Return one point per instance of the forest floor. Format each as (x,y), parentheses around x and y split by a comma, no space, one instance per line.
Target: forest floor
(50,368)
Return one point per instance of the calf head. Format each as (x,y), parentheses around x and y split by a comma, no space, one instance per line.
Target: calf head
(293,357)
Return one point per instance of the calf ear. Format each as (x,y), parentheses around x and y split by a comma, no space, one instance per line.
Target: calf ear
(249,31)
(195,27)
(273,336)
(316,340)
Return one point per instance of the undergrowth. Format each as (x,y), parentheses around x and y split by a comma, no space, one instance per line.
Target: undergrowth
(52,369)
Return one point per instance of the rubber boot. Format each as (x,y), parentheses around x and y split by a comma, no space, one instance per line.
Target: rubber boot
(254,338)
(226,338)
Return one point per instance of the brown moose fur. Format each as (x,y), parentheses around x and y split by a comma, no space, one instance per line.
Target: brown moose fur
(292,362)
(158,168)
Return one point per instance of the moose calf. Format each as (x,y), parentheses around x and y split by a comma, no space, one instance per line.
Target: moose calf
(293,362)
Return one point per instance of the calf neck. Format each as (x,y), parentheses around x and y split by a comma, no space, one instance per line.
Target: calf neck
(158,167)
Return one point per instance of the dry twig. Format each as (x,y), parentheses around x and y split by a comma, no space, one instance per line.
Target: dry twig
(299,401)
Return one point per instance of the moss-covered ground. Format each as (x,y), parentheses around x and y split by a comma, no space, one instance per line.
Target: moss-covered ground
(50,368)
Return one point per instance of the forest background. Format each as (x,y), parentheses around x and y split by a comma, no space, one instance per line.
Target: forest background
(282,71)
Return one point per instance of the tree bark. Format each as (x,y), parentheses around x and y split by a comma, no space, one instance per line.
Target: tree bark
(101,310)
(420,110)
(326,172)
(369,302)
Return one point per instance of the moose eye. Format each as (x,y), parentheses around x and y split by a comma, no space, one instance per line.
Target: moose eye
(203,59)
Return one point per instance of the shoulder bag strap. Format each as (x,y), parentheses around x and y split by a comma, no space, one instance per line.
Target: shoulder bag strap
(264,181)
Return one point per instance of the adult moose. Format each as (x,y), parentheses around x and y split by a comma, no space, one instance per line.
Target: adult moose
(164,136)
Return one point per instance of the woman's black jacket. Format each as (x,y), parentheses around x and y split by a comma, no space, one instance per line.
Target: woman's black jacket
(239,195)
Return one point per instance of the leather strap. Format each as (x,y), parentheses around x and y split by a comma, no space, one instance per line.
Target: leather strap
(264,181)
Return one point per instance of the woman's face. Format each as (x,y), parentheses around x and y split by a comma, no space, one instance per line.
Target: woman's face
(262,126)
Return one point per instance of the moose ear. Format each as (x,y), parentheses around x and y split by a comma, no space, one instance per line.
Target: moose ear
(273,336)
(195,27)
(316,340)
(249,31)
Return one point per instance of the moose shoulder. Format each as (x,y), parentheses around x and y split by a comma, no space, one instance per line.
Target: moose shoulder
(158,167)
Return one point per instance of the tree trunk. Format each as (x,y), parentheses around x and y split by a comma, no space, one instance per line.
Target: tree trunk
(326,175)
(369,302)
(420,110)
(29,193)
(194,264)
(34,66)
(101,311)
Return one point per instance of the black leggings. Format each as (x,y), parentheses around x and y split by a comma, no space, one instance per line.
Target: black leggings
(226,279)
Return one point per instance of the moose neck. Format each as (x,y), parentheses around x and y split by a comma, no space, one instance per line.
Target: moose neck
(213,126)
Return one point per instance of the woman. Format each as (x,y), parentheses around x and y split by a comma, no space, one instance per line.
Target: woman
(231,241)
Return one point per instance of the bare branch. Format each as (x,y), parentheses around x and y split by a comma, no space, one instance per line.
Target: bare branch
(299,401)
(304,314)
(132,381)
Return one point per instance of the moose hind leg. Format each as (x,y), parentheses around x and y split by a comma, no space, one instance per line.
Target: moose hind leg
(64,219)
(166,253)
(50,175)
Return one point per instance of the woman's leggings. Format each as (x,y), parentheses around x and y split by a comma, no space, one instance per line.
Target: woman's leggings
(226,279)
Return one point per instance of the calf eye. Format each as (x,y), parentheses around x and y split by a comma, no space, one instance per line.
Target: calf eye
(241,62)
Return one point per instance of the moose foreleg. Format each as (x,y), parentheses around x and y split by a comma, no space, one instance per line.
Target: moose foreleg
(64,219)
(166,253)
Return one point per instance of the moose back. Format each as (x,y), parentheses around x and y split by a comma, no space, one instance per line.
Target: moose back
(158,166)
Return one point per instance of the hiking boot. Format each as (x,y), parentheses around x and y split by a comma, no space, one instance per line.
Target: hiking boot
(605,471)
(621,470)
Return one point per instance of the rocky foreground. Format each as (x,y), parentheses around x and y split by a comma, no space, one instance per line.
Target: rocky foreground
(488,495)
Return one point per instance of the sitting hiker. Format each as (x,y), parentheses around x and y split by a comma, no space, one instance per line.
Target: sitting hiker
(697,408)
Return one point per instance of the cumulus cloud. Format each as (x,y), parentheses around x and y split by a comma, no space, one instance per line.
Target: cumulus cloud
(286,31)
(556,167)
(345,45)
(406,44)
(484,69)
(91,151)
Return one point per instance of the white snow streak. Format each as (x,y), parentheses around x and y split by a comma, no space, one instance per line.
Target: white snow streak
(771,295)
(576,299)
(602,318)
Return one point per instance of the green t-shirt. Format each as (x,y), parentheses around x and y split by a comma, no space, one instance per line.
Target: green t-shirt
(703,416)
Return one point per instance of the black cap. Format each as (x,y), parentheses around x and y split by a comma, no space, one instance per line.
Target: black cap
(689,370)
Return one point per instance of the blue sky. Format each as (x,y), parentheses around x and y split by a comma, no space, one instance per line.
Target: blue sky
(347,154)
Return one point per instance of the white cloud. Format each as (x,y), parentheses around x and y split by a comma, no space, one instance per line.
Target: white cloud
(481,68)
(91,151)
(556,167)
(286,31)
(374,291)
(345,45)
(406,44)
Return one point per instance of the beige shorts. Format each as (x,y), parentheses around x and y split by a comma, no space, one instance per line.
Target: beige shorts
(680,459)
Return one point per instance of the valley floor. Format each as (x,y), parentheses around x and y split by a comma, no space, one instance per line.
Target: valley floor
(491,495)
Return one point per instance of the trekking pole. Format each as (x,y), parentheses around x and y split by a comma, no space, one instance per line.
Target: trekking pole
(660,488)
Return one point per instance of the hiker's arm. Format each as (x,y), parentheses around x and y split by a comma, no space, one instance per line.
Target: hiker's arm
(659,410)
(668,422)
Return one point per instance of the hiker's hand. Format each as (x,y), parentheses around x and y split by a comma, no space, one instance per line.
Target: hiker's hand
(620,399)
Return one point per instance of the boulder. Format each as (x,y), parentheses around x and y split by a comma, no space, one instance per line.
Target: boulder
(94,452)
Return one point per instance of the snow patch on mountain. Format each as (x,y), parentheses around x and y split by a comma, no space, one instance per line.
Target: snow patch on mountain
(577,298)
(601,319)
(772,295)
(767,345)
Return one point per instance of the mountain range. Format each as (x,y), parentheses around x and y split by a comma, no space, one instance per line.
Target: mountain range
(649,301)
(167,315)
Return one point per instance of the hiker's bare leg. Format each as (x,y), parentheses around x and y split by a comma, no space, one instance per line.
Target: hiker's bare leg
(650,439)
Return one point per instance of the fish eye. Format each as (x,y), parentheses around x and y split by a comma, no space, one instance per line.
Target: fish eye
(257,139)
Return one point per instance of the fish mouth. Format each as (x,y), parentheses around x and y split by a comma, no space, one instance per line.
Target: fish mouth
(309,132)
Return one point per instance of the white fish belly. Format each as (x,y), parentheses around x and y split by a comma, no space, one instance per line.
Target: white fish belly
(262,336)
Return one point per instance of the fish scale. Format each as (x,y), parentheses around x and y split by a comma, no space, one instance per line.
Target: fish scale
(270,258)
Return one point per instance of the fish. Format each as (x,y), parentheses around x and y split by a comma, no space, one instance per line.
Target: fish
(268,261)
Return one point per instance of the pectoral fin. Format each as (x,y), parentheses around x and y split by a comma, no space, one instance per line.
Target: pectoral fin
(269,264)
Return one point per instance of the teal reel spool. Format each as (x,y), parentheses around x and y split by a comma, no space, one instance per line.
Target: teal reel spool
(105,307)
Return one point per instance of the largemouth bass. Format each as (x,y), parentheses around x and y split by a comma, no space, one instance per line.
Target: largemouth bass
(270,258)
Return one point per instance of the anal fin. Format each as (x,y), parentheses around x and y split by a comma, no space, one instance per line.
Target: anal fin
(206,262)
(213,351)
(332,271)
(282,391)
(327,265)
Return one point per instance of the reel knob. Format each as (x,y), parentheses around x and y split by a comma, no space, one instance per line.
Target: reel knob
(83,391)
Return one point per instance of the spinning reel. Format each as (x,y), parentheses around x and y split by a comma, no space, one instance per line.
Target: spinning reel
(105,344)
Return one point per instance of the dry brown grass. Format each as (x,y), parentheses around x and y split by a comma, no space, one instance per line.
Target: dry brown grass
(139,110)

## PROBLEM DETAILS
Give back exactly the lines above starting at the line where "Return one point per instance of the largemouth" appears and ending at the line where "Return one point per instance of the spinning" appears, both included, with no other lines.

## RESPONSE AREA
Return one point per instance of the largemouth bass. Format each as (x,y), parentheses around x and y split by a comma, no space, one instance per line.
Target: largemouth bass
(270,258)
Return one point per instance of the anal fin. Format each as (x,y), parentheses around x and y split by a comma, no space, one instance per line.
Target: anal fin
(206,262)
(213,351)
(332,271)
(282,391)
(327,265)
Return one point per instance of the reel knob. Format each as (x,y), parentheses around x and y split by a comma, no space, one instance per line.
Target: reel knob
(83,391)
Return one point per instance of the spinning reel. Format each as (x,y), parentheses around x and y split by a comma, no space, one instance per line.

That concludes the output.